[Begin]

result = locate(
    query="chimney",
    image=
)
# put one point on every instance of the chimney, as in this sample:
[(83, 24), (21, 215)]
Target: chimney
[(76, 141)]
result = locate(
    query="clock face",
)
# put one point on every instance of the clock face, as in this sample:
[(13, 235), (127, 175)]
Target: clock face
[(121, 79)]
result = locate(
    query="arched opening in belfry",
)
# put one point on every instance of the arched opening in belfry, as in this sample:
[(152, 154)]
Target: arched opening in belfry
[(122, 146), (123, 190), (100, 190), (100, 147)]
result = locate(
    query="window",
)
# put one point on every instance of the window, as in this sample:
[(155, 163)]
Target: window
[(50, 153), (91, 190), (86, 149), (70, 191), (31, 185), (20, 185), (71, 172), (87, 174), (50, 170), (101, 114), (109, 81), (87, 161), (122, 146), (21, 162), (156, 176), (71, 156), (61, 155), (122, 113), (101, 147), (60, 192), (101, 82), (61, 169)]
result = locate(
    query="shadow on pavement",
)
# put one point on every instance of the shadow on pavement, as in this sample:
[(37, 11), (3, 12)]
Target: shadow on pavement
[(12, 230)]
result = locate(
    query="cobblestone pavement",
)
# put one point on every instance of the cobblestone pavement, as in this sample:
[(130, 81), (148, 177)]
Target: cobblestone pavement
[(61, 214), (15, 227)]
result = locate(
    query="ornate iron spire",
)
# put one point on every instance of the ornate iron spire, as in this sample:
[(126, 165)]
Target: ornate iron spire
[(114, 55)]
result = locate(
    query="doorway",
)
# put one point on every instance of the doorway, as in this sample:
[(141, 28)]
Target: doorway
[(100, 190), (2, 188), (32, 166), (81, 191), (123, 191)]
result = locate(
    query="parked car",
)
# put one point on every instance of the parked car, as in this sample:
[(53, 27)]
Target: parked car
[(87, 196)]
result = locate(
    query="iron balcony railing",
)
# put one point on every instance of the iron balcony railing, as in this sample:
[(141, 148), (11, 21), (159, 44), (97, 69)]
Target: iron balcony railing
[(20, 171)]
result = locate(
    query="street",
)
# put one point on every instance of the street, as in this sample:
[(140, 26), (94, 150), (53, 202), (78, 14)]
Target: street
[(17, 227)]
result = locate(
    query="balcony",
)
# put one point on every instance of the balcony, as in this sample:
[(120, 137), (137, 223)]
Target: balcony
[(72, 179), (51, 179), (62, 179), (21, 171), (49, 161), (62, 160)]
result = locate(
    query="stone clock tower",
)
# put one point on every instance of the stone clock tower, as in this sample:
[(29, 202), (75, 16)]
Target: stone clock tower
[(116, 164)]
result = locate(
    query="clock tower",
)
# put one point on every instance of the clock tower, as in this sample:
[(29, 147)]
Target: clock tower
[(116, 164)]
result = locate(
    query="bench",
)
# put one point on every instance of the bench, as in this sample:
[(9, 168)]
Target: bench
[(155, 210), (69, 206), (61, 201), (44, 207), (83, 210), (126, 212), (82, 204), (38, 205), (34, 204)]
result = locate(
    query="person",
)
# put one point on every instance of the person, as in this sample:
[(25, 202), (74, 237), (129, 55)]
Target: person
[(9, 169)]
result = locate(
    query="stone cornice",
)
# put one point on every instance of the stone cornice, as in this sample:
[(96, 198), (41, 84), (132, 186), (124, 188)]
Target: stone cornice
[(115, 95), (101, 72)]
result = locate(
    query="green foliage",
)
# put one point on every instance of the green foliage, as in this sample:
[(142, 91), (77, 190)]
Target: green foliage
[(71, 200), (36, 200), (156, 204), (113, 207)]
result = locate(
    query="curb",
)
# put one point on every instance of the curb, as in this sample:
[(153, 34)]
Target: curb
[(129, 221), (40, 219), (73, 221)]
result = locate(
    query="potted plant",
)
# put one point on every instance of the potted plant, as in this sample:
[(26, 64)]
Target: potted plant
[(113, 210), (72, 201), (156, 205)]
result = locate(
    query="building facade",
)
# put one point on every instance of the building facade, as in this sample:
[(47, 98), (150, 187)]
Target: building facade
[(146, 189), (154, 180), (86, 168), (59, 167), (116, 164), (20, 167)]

[End]

> _WORK TO COMPLETE_: Write down every line of the data exactly as it appears above.

> _OUTPUT FOR THIS EXERCISE_:
result = locate(
    query="chimney",
    image=
)
# put one point on every instance of the chimney, as in this sample:
[(83, 24), (21, 215)]
Target: chimney
[(76, 141)]
result = locate(
    query="clock face",
)
# put one point on every instance of the clock face, as in this sample:
[(13, 235), (127, 175)]
Target: clock face
[(121, 79)]
result = locate(
    query="arched opening in belfry",
)
# put one point on every instance of the arched opening in belfry, as in this sample:
[(152, 154)]
Target: arched opening in belfry
[(122, 146), (123, 190), (100, 190), (100, 147)]
result = locate(
    query="window",
)
# put one point on every instance of the window, as in this sample:
[(155, 163)]
Target: window
[(50, 153), (91, 190), (86, 149), (70, 191), (31, 185), (20, 185), (71, 172), (87, 174), (50, 170), (101, 114), (109, 81), (87, 161), (122, 146), (21, 162), (156, 176), (71, 156), (61, 155), (122, 113), (101, 147), (60, 192), (101, 82), (61, 169)]
result = locate(
    query="shadow on pavement",
)
# put one point on every instance of the shadow on pavement, as in this sample:
[(37, 11), (3, 12)]
Target: shadow on pavement
[(12, 230)]
result = locate(
    query="cobblestone pavement",
)
# put one point on every instance of the cobblestone pavement, as in this sample:
[(130, 81), (148, 177)]
Target: cobblestone pavement
[(61, 214), (15, 227)]
result = locate(
    query="ornate iron spire",
)
# put one point on every instance of the ornate iron spire, as in this sample:
[(126, 165)]
Target: ornate iron spire
[(114, 55)]
result = locate(
    query="doorway",
)
# put one point on every instance of the doorway, as in this sample:
[(141, 28)]
Target: doorway
[(100, 190), (2, 188), (32, 166), (81, 191), (123, 191)]
result = locate(
    query="parked car",
)
# put one point on every instance of the parked car, as in this sample:
[(53, 27)]
Target: parked car
[(87, 196)]
result = locate(
    query="iron balcony railing",
)
# put one point on every instance of the iron balcony railing, as in this sample:
[(141, 148), (11, 21), (159, 44), (97, 69)]
Target: iron balcony railing
[(20, 171)]
result = locate(
    query="street",
)
# put one point on every instance of the street, as in this sample:
[(140, 26), (94, 150), (53, 202), (78, 14)]
Target: street
[(17, 227)]
result = locate(
    query="balcony",
)
# put one point on every instance of the balcony, as in this sample:
[(120, 137), (137, 223)]
Target: balcony
[(72, 179), (51, 179), (62, 179), (21, 171), (49, 161), (62, 160)]
result = locate(
    query="stone clock tower",
)
# put one point on every instance of the stone clock tower, as in this sample:
[(29, 202), (75, 16)]
Target: stone clock tower
[(116, 164)]
result = locate(
    query="clock tower",
)
# put one point on every instance of the clock tower, as in this sample:
[(29, 147)]
Target: clock tower
[(116, 164)]
result = locate(
    query="bench",
)
# put one point on every instance of the bench, as in this sample:
[(9, 168)]
Target: bench
[(155, 210), (69, 206), (61, 201), (44, 207), (83, 210), (126, 212), (82, 204), (38, 205), (34, 204)]
result = locate(
    query="person",
)
# put one point on every instance of the person, as in this sample:
[(25, 202), (74, 237), (129, 55)]
Target: person
[(9, 169)]
result = locate(
    query="stone cornice",
)
# put one point on every instance of the stone cornice, as in this sample:
[(96, 198), (41, 84), (132, 186), (124, 188)]
Target: stone cornice
[(115, 95), (101, 72)]
result = locate(
    query="green foliage",
)
# put one point on every instance of the green foliage, as in this sample:
[(142, 91), (77, 190)]
Target: green foliage
[(71, 200), (36, 200), (156, 204), (113, 207)]
result = locate(
    query="curb",
)
# put one point on every instance of the curb, as in this sample:
[(153, 34)]
Target: curb
[(129, 221), (40, 219), (73, 221)]
result = locate(
    query="potted plant",
)
# put one point on every instance of the potted plant, as in this sample:
[(26, 64)]
Target: potted plant
[(113, 210), (72, 201), (156, 205)]
result = locate(
    query="building facade",
)
# put one point on every instance of the building facade, as in this sample:
[(47, 98), (150, 187)]
Target: building facade
[(146, 189), (154, 180), (86, 168), (59, 167), (116, 164), (20, 167)]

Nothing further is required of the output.